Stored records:
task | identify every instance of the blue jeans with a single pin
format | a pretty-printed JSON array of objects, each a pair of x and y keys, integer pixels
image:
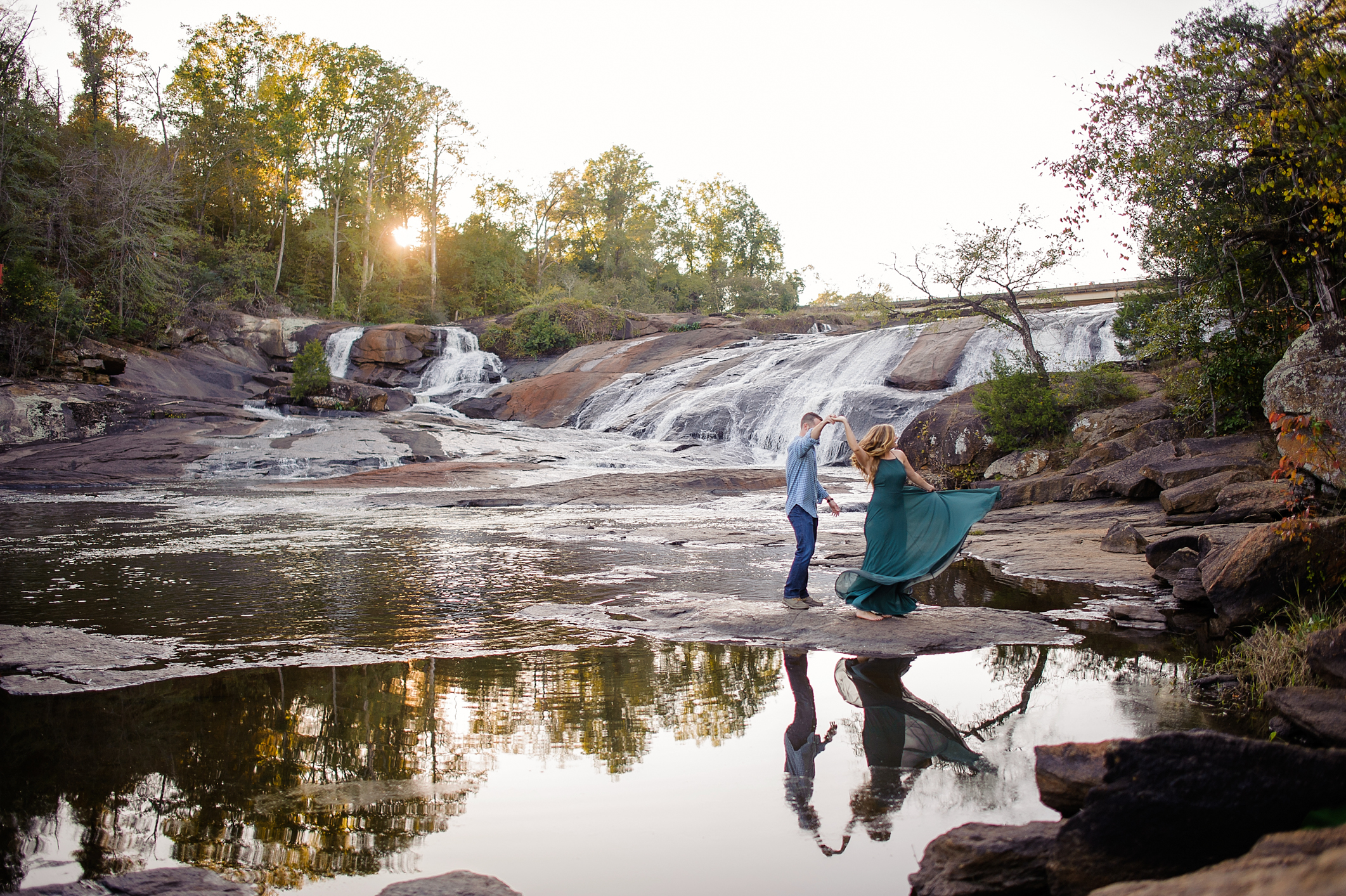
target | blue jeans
[{"x": 805, "y": 537}]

Problem details :: Write out the records exactly. Do not carry the pictures over.

Answer to this exercise ::
task | identify every instance of the blue jeans with a single pin
format | a pretty-printed JSON array of objects, each a pair of x and y keys, integer pixels
image:
target | blue jeans
[{"x": 805, "y": 537}]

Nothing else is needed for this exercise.